___ Passage to read

The station was granted a permit in 1958 to move to 600 kHz as a 1 kW daytimer.  Nighttime operation on this frequency was not possible due to co-channel stations in Memphis, New Orleans and Jacksonville.  In fact, it appears that the owners of WREC in Memphis tried to get this application for even a daytimer rejected to protect their critical hours coverage area, but it was denied.  The owners filed a license to cover in October 1958 and pressed a Gates BC-1T transmitter into service on the frequency. With the sign on of the new frequency, the studios moved to South Ouida Street (where Spectrum Cable has a headend, today).  The transmitter site moved to US-84 about 1.5 miles east of downtown Enterprise, which would have put it near where the 84 Bypass road meets East Park Avenue (old US-84) today, possible off Paul Street south of US-84.

In 1968, the station lauched an FM sister station, WIRB-FM on 96.9 MHz.  Today it's known as WDJR.  It originally broadcast from the top of the AM's tower before moving elsewhere for better coverage.

Going back to at least 1975 the station played Country and Western music.  Later it appears to have added some German language programming. (!)

______

# Task description:
Extend the radio station history from its last sentence with a few more sentences in the same style. The rows that come next have no connection to the radio station history.

___ Extracted entries

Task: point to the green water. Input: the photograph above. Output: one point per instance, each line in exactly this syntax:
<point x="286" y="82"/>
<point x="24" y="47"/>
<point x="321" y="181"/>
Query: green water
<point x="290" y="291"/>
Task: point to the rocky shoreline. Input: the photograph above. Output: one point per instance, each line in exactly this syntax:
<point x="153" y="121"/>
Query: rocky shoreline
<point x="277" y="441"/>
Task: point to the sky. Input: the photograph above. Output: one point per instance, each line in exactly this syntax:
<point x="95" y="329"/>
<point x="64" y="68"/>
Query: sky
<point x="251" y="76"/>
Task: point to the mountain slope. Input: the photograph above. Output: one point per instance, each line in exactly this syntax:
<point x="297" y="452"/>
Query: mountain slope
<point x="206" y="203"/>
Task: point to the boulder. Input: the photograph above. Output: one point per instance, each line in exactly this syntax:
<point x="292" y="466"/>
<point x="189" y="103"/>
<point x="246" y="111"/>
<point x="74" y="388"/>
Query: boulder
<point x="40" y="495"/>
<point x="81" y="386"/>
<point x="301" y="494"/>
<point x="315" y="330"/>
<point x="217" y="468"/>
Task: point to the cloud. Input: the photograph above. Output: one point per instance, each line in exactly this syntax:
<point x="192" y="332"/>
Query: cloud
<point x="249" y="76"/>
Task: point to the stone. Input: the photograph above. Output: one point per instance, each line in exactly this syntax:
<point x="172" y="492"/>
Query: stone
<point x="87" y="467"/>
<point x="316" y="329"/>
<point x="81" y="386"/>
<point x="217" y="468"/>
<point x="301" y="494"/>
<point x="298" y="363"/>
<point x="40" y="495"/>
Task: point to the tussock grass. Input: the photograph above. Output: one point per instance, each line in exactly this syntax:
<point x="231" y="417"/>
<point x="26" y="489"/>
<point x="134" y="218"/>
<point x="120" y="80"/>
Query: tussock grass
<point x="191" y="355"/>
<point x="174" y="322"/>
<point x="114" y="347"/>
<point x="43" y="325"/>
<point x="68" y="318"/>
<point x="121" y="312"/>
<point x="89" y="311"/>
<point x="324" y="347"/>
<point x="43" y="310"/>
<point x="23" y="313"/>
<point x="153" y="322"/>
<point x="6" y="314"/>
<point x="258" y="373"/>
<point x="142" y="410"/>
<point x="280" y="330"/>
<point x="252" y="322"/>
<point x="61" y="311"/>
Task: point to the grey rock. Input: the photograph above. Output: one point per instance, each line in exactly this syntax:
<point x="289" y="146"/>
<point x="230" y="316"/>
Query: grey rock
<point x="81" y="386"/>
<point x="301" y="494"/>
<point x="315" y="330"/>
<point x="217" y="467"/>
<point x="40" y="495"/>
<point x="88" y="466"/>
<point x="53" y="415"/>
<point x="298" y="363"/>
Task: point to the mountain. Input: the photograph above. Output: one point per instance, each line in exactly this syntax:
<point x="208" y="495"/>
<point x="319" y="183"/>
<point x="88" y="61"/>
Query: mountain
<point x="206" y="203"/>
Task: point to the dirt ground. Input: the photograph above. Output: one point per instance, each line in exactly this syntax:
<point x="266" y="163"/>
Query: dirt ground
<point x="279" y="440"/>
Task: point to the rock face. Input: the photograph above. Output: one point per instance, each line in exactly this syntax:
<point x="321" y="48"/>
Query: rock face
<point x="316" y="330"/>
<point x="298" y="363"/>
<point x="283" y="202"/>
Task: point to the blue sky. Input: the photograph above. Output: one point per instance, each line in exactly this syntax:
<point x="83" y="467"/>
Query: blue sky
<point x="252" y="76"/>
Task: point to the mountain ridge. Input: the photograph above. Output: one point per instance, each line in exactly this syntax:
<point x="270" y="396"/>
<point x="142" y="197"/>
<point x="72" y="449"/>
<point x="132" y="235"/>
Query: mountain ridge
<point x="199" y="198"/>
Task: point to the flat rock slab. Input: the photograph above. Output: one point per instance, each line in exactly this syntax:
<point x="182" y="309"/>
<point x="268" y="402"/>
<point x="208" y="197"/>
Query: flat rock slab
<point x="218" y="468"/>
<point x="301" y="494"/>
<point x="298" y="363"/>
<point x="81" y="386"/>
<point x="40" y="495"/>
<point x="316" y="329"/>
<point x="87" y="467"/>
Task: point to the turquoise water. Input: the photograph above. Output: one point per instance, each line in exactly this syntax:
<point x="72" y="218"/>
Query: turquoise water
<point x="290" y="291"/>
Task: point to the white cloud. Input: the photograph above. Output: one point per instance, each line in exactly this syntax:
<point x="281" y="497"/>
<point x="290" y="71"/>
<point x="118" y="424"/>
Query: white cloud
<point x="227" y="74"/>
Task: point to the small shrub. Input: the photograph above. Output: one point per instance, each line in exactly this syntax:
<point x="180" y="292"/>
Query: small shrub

______

# Solved problem:
The station's license was transferred from Wiregrass Broadcasting Company (at this point, just R. E. James was left of the three original partners) to Q. E. Three, Inc, in 1979, but that appears to have never been consummated; indeed, the license was not shown to be in another company's hands until 1986 when it was acquired by Northcom, Ltd.  They flipped the format to MOR (Middle Of The Road) around 1988, and changed the calls of both the AM WLHQ, to match the FM's, which changed a few years previous.  That format did not last and the AM and FM began simulcasting the FM's CHR (Contemporary Hit Radio) format until the AM went dark for good in 1992. 

In more recent times, the WIRB calls have been resurrected for a station licensed to Level Plains, but it bares no relation to this station or the companies that owned it.